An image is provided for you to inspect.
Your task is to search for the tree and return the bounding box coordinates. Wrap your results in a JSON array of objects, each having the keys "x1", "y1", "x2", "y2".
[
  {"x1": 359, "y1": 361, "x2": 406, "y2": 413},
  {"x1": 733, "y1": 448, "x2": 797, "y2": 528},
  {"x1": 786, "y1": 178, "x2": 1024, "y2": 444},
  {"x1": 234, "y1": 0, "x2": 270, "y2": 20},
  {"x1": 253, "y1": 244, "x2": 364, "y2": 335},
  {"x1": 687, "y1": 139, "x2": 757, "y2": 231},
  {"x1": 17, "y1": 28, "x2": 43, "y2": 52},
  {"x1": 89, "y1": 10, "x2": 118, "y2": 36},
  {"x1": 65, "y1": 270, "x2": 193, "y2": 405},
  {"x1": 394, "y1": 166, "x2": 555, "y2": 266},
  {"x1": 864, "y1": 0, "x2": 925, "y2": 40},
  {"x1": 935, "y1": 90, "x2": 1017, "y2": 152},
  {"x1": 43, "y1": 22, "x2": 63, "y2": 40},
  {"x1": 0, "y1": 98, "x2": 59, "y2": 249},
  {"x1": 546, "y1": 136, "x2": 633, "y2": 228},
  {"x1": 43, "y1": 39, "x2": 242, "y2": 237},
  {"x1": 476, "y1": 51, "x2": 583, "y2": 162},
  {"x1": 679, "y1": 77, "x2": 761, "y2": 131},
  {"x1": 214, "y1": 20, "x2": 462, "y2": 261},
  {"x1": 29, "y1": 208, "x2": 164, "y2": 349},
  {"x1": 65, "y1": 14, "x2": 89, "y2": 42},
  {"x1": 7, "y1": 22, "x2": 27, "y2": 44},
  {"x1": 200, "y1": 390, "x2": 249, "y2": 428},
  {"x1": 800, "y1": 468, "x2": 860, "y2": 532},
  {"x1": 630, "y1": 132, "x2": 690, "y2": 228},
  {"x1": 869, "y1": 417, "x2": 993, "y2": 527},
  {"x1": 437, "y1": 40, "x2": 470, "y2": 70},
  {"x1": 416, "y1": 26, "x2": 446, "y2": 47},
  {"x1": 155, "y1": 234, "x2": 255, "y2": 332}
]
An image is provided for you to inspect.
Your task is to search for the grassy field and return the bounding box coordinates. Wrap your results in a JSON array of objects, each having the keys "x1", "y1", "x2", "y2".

※ ※ ※

**WHAT IS BEING ASKED**
Rewrite all of the data above, changing each "search for" to "locate" and keeping everything else the same.

**RESULT BELOW**
An image is provided for you to inspect.
Your task is to locate the tree and return the bounding box coordinates. Wrap your results in a JSON array of objects, each having the keys "x1", "y1", "x2", "y2".
[
  {"x1": 359, "y1": 361, "x2": 406, "y2": 413},
  {"x1": 733, "y1": 448, "x2": 797, "y2": 528},
  {"x1": 786, "y1": 178, "x2": 1024, "y2": 444},
  {"x1": 234, "y1": 0, "x2": 270, "y2": 20},
  {"x1": 253, "y1": 244, "x2": 364, "y2": 335},
  {"x1": 687, "y1": 139, "x2": 757, "y2": 231},
  {"x1": 17, "y1": 28, "x2": 43, "y2": 52},
  {"x1": 89, "y1": 10, "x2": 118, "y2": 36},
  {"x1": 65, "y1": 270, "x2": 193, "y2": 405},
  {"x1": 394, "y1": 166, "x2": 555, "y2": 266},
  {"x1": 864, "y1": 0, "x2": 925, "y2": 40},
  {"x1": 935, "y1": 90, "x2": 1017, "y2": 152},
  {"x1": 43, "y1": 22, "x2": 63, "y2": 40},
  {"x1": 0, "y1": 98, "x2": 59, "y2": 249},
  {"x1": 546, "y1": 136, "x2": 633, "y2": 228},
  {"x1": 43, "y1": 39, "x2": 242, "y2": 237},
  {"x1": 476, "y1": 51, "x2": 583, "y2": 162},
  {"x1": 679, "y1": 77, "x2": 761, "y2": 131},
  {"x1": 214, "y1": 20, "x2": 462, "y2": 261},
  {"x1": 29, "y1": 208, "x2": 164, "y2": 349},
  {"x1": 65, "y1": 14, "x2": 89, "y2": 42},
  {"x1": 7, "y1": 22, "x2": 27, "y2": 44},
  {"x1": 200, "y1": 390, "x2": 249, "y2": 428},
  {"x1": 800, "y1": 468, "x2": 860, "y2": 532},
  {"x1": 630, "y1": 132, "x2": 690, "y2": 228},
  {"x1": 869, "y1": 417, "x2": 993, "y2": 527},
  {"x1": 437, "y1": 40, "x2": 470, "y2": 70},
  {"x1": 416, "y1": 26, "x2": 446, "y2": 47},
  {"x1": 155, "y1": 234, "x2": 255, "y2": 332}
]
An image is provided for you to inspect.
Your task is to locate the grassy field and return the bounding box coordinates. Wrap your results in a JSON array of objects, each having the keys "x1", "y1", "x2", "y2".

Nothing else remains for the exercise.